Write out the part of the records that opens with the line containing "Identify each white concrete" and closes with the line containing "761;439;782;538" as a numbered list, including both of those lines and leaving out any blank lines.

[start]

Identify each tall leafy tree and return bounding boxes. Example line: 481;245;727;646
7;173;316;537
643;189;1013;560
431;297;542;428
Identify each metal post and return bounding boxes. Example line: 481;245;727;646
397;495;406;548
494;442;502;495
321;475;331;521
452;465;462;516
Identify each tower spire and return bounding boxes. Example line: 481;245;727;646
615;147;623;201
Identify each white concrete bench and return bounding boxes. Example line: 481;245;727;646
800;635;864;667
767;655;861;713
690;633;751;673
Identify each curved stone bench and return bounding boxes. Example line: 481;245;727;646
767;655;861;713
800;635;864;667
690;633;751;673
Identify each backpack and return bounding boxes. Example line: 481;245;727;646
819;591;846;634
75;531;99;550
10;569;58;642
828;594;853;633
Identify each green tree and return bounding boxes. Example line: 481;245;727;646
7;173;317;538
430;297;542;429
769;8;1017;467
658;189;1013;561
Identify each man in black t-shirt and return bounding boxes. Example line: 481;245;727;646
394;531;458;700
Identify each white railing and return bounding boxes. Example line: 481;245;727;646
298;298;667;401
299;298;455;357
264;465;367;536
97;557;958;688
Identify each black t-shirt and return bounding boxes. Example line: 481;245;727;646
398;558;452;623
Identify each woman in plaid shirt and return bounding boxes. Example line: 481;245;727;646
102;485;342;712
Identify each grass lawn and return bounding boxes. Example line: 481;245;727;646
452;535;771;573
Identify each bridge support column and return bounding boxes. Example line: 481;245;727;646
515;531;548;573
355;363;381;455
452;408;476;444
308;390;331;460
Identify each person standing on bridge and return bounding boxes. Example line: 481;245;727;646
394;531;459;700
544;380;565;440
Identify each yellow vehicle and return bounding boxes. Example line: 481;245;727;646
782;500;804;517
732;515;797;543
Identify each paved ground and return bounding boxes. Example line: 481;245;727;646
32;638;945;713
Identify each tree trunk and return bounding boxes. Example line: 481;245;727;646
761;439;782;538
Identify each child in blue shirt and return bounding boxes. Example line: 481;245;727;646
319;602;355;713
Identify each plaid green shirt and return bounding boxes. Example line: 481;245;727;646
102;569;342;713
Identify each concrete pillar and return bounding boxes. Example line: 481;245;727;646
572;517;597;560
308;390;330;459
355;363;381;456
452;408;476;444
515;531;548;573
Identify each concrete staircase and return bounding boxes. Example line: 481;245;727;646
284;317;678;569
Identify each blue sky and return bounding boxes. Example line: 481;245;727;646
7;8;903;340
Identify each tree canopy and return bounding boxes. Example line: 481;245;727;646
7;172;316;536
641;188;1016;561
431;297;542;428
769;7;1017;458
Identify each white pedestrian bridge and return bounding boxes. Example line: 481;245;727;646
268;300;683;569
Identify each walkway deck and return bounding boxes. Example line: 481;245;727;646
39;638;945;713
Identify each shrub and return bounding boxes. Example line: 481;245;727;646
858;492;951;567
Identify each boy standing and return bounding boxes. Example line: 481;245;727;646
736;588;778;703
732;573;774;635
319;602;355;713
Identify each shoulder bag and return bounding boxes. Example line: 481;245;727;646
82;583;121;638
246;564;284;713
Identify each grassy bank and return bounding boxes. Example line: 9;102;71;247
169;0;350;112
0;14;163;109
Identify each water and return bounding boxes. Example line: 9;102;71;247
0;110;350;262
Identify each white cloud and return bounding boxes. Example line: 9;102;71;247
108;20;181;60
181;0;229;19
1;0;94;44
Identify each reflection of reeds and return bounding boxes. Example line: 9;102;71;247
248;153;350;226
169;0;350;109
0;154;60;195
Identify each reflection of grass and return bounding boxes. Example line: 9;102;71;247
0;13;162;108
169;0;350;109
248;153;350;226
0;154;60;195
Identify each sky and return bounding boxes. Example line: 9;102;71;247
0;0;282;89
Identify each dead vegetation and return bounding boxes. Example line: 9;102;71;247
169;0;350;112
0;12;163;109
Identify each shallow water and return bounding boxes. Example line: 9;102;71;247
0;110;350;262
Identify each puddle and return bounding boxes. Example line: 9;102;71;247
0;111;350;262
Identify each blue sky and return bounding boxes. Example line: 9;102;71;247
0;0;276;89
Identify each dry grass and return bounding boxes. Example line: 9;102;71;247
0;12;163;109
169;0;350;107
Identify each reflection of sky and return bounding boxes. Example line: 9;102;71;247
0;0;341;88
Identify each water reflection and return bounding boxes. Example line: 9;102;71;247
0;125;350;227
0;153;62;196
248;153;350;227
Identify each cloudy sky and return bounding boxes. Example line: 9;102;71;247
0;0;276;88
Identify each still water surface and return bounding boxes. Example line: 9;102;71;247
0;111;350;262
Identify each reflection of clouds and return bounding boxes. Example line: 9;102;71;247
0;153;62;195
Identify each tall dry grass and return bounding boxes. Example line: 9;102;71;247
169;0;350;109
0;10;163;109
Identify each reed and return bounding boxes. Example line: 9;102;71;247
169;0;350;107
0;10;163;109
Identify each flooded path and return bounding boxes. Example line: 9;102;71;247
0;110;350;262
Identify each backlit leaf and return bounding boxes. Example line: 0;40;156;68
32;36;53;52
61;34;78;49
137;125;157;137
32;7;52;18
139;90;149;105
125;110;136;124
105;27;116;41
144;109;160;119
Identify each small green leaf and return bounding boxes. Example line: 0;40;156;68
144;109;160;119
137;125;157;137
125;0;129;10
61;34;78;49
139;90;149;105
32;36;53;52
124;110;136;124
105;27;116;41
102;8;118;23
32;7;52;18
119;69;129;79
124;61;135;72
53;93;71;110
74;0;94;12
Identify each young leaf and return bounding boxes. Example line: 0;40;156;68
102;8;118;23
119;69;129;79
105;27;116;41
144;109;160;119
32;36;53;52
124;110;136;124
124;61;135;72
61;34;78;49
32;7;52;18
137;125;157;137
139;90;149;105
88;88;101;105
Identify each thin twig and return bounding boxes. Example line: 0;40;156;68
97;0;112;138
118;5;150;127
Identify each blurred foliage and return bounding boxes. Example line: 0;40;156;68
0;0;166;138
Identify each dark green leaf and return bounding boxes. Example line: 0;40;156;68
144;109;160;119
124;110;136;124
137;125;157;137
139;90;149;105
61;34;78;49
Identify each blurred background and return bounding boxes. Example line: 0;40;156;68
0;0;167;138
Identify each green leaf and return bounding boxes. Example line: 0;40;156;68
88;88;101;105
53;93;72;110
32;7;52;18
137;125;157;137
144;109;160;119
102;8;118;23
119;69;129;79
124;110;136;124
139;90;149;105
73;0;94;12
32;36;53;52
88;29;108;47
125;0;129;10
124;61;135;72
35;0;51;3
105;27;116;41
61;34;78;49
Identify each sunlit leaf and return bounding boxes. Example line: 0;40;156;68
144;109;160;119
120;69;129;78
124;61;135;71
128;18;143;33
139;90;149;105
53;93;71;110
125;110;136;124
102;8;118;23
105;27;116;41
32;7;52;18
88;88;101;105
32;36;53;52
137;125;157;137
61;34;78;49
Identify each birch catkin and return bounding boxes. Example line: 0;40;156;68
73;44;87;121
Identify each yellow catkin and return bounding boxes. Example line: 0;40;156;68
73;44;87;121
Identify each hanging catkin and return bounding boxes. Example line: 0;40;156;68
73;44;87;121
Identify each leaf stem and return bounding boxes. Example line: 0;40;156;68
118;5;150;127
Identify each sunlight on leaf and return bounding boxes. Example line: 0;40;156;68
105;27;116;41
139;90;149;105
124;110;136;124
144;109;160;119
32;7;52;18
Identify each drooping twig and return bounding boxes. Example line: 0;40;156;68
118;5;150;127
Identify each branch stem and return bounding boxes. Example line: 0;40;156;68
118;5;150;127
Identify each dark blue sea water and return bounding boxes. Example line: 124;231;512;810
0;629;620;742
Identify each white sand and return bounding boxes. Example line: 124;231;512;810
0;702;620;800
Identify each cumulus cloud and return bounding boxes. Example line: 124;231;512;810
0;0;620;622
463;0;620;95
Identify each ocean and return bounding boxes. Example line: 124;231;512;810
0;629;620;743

[end]

- TASK OUTPUT
1. Identify each white concrete bench and return bounding boxes. Example line: 481;245;727;646
2. 800;635;864;667
3. 767;655;861;713
4. 690;633;751;673
5. Identify each curved stone bench and return bounding boxes. Example line: 481;245;727;646
6. 767;655;861;713
7. 800;635;864;667
8. 690;633;751;673
9. Identify each backpack and return bounding boxes. Example line: 481;245;727;646
10. 819;591;846;634
11. 75;531;99;550
12. 10;569;58;642
13. 828;594;853;633
14. Identify each green tree and return bounding boxes. Example line: 481;245;727;646
15. 7;173;317;538
16. 430;297;542;429
17. 769;8;1017;467
18. 658;189;1013;561
19. Identify each man in black t-shirt and return bounding boxes. Example line: 481;245;727;646
20. 394;531;458;700
21. Identify each white railing and return bounding boxes. Example line: 481;245;727;646
22. 298;298;667;401
23. 299;298;455;357
24. 264;465;367;536
25. 97;557;958;688
26. Identify each black t-shirt and return bounding boxes. Example line: 481;245;727;646
27. 398;558;452;623
28. Identify each woman in plaid shirt and return bounding boxes. Example line: 481;245;727;646
29. 102;485;342;712
30. Identify each grass lawn and return bounding boxes. Example line: 481;245;727;646
31. 452;535;771;573
32. Identify each bridge support column and return bounding boxes. Example line: 481;245;727;646
33. 515;531;548;573
34. 355;363;381;455
35. 452;408;476;444
36. 308;390;331;460
37. Identify each person standing on bridge and return bounding boxes. Example line: 481;245;727;646
38. 394;531;459;700
39. 544;380;565;440
40. Identify each yellow vehicle and return bounding boxes. Example line: 481;245;727;646
41. 782;500;804;517
42. 732;515;797;543
43. Identify each paved ground and return bounding boxes. Example line: 481;245;727;646
44. 32;638;945;713
45. Identify each tree trunk and return bounding boxes. Example line: 481;245;727;646
46. 761;439;782;538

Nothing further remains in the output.